:: EXERCISE DIRECTIONS ::
Continue the page on the NVIDIA Container Runtime for Docker, picking up right after its last sentence.

PASSAGE START

NVIDIA Container Runtime for Docker#

Overview#

The NVIDIA Container Runtime enables Docker containers to access GPU resources on DGX Spark systems. This runtime acts as a bridge between Docker and the NVIDIA drivers, allowing containers to utilize GPU acceleration for AI/ML workloads, CUDA applications, and other GPU-accelerated software.

Key benefits: - Seamless GPU access within containers - Automatic driver and library management - Support for multi-GPU configurations - Compatibility with popular container orchestration platforms

The runtime works in conjunction with the NVIDIA Container Toolkit, which provides the necessary components to expose GPU devices and CUDA libraries to containerized applications.

Installation#

The NVIDIA Container Toolkit is preinstalled and configured on DGX Spark systems. This includes:

NVIDIA Container Runtime
Docker integration
GPU device access configuration
CUDA library management

The runtime is ready to use out of the box for running GPU-accelerated containers.

PASSAGE END
MATERIAL PROVIDED START

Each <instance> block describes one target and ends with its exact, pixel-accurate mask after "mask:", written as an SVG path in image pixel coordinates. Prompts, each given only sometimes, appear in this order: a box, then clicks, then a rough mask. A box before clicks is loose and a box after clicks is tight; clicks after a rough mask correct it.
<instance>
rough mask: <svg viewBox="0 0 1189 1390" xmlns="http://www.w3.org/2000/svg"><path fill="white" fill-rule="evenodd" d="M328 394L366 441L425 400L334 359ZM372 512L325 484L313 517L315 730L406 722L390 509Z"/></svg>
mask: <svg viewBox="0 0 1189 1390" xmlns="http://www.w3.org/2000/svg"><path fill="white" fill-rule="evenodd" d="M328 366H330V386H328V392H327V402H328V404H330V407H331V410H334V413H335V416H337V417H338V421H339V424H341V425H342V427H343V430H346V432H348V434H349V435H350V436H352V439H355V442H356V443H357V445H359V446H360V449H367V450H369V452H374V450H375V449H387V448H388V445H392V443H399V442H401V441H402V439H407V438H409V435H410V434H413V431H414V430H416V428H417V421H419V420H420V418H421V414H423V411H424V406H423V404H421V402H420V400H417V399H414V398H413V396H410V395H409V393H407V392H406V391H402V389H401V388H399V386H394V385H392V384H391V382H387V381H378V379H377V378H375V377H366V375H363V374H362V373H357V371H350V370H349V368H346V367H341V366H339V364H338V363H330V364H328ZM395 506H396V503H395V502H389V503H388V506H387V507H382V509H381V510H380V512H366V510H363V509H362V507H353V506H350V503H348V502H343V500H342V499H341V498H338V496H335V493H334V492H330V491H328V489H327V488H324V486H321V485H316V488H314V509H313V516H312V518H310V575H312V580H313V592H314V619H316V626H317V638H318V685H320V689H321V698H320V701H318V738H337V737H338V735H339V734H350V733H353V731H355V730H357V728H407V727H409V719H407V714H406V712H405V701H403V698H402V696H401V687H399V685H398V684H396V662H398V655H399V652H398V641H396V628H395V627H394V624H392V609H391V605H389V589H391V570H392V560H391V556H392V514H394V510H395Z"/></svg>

MATERIAL PROVIDED END

:: RESULT OF THIS TASK ::
Optional: Add User to Docker Group#

By default, Docker requires sudo privileges to run commands. Adding your user to the docker group allows you to run Docker commands without sudo, which provides:

Convenience: No need to type sudo before every Docker command
Better workflow: Seamless integration with development tools and scripts
Reduced friction: Faster iteration when working with containers

To add your user to the docker group:

sudo usermod -aG docker $USER

Important: You must log out and log back in (or restart your session) for the group membership to take effect.

Note: This step is optional. You can continue using Docker with sudo if you prefer not to modify group memberships.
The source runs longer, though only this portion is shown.